**THINGS TO DO:**
1. Transcribe the chicken and waffles discussion from "Cheap and filling, I" to "the store! :-)".
2. Pick up the chicken and waffles discussion after its final post and continue it.

![]() |
How is the chicken prepared in chicken and waffles? Fried? Baked? Creamed???
I also love a tender biscuit with butter and jelly or jam, but the gravy thing never seemed right to me. |
|
Hi Starrsville, I read that recipe but really, CANNED chicken broth? Tsk, tsk, all the real Dutchies I know always make their own broth...homemade stock/drippings are the base of homemade gravy to be put on homemade mashed potatoes (the ONLY "processed" food allowed at a real PD meal is Cope's corn). Some PD like the chicken chipped and creamed; we always had baked or grilled chicken.
|
Sounds a bit like chipped beef on toast to me. Same concept at least. Meat in gravy on starch.
Cheap and filling, I guess. |
Starrsville, don't slag it off until you've tried the real thing. It most certainly is NOT cheap...done right, it's all homemade, high quality ingredients...and a small farm raised chicken the equal of any "poulet fermier" in France.
Filling yes, but it's not at all like chipped beef on toast. |
starsville, I have an 80 year old uncle who still eats cornbread in buttermilk for dinner every night. :) I've never had it, but it sure was a staple around my grandmother's house after all the Cajun and southern cooking all day long.
|
No, I meant "cheap" for the farmers. My mom had to wring the neck of the dinner chicken as a girl. I'm VERY glad that all my chicken came nicely packaged from the store! :-)
Now, I HAVE had to dress dove, pheasant, quail, etc....but no backyard chickens! |
Statia, how about prune juice in the morning?
They did something right...lived to ripe old ages! |
Is poulet en croute also just meat in gravy on starch or is it okay because it's French?
|
Sorry, I was writing that while the clarification was being posted. Now I see....
|
Starrsville, you're assuming all PD are farmers. But many are artisans, etc. who have to buy their chickens and a good free range chicken from a small PD farm isn't cheap. So I don't get the "cheap and filling" bit--still sounds a little condescending.
|
Red Lobster in central PA serves hot cheddar biscuits - delicious! Or try biscuits at KFC - great with honey! Can also routinely get biscuits at Bob Evans in PA instead of toast.
Biscuits can be dropped by the spoonful to bake ('drop biscuits'), or rolled and cut with a round cookie cutter. We made them in Home Ec growing up on Long Island and I still use that recipe. They are nothing like rolls or bread, are not sweet, and really should not be dry or crumbly. I've often heard of chicken and biscuits and chicken and waffles in upstate NY - chicken is baked or poached, cut into small pieces, put in a chicken gravy, and ladled over the biscuits or waffles. The sound of sausage gravy doesn't do much for me however! |
No, I am so sorry. Did not mean any offense.
Someone said earlier that chicken and waffles originated 100 years ago in PD country. I didn't know that. And, I've been talking about how my grandparents used to eat. Also, been thinking about the "comfort foods" that I love so much (chicken pot pie, etc.) seem to be based on chicken in gravy. Don't mean any offense at all regarding today's cost to prepare and serve. I agree that a good tender bird - particularly free range - can be very pricey. Time for me to shut up tonight. :-) |
Did somebody mention chicken fried steak? Just come to Texas. It's a staple here, on every menu in town.

**PROVIDED MATERIAL:**

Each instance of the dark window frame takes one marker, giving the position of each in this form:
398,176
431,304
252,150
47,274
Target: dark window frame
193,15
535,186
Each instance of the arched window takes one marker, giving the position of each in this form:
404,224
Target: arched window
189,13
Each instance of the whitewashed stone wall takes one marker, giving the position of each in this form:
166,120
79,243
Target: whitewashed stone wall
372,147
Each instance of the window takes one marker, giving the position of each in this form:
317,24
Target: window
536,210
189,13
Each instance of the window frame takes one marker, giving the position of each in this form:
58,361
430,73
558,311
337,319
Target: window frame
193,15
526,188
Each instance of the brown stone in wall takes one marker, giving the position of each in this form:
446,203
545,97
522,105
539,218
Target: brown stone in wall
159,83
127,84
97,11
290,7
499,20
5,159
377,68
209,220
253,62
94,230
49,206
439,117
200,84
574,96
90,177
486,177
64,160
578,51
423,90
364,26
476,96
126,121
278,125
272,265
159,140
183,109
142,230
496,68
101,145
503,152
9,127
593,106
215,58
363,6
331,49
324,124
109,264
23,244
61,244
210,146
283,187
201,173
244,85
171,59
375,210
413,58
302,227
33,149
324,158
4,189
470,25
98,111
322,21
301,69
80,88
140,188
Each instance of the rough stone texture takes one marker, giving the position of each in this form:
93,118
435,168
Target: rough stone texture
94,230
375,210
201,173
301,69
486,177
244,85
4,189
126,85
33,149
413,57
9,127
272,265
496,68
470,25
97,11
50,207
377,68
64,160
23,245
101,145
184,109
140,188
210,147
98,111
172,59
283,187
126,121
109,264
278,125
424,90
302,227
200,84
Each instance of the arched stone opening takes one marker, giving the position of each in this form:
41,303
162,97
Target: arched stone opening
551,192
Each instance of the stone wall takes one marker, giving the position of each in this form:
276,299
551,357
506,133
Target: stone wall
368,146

**RESPONSES FOR EACH TASK:**
1.
Cheap and filling, I guess. |
Starrsville, don't slag it off until you've tried the real thing. It most certainly is NOT cheap...done right, it's all homemade, high quality ingredients...and a small farm raised chicken the equal of any "poulet fermier" in France.
Filling yes, but it's not at all like chipped beef on toast. |
starsville, I have an 80 year old uncle who still eats cornbread in buttermilk for dinner every night. :) I've never had it, but it sure was a staple around my grandmother's house after all the Cajun and southern cooking all day long.
|
No, I meant "cheap" for the farmers. My mom had to wring the neck of the dinner chicken as a girl. I'm VERY glad that all my chicken came nicely packaged from the store! :-)

2.
And no, there's not a lick of chicken in it, either. Go figure. Happy travels, y'all! |
starsville, I forgot about the prune juice. :) My mother has also told me stories about having to wring the neck of dinner for the evening. Thank goodness she moved to the big city before deciding to have children because I don't think I could have done that. ;)
kwren, as silly as it sounds, those cheddar biscuits from Red Lobster are one of the things I like to have when I'm back in the US. I can get all the fancy French four star cooking I want here, but I can't find those darned cheddar biscuits. :) |
kopp, that's another definite comfort food from home that I miss with having lived out of the country for so long. (Native Texas here, too). Of course, it has to have the mashed potatoes and creamed gravy accompaniment. I do manage to have it once each time I'm back in Houston, though. Sigh.
|
Well, BTilke, from what I understand there are three different kinds of PA Dutch: the ordinary people of German descent who live in the areas bordered by Lancaster, Lebanon, Reading, Mahanoy City, and Allentown; the Mennonite; and the Amish. My good friend, Amy, is Mennonite and she pours gravy over bisquits. I have been to dinner in her mother's kitchen many times. Her mother has also baked me Shoo-Fly pie, which I adore.
By the way, have you ever been to the Bloomsburg Fair?? |
Nimrod.."a nice hot one -- split and slathered in butter and jam is good sometimes on a cold winter's morning while having tea."
A perfect culmination of an afternoon also :) |
Right-O! It's just that I so rarely have them. My Mom used to make them sometimes with Bisquick but I don't think I've ever made one. (I do remember using her Bisquick as a kid to make pigs-in-a-blanket).
Winter's setting in -- maybe it's time to buy a box of it and see what can be whipped up! They still make it, right? |
Bisquick to make piggies???? Are you daft!!!!!!!!! You would be shot in the street in Philly if you ever made piggies with Bisquick. Proper piggies are made by rolling up ground pork with spices in cabbage leaves and placing them in a caserole dish filled with tomato sauce.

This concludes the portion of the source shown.